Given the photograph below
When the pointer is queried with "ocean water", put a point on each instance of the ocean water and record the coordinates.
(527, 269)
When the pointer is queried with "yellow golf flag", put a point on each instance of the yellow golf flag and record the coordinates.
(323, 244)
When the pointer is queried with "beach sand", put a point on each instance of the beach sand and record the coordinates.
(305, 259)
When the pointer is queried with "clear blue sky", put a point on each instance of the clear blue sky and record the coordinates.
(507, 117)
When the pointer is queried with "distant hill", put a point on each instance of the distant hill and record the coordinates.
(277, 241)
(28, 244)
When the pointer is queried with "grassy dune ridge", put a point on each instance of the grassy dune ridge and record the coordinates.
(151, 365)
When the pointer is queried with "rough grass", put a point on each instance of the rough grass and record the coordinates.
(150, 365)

- - - - - - -

Copy the stretch from the line containing "sky and record the coordinates." through the end of the entries, changing "pointer" to "cursor" and leaving everything else as it is.

When the cursor is queried with "clear blue sky", put a point on each instance of the clear blue sky and record the coordinates.
(507, 117)
When the cursor is queried with "distant hill", put a point on each instance of the distant hill and record the coordinates.
(277, 241)
(28, 244)
When the cursor is queried with "grassy dune ridge", put a point on each instance of the grassy dune ridge and record the coordinates.
(151, 365)
When the cursor is queried with "rough grass", put a point on each instance of the rough grass and record the coordinates.
(150, 365)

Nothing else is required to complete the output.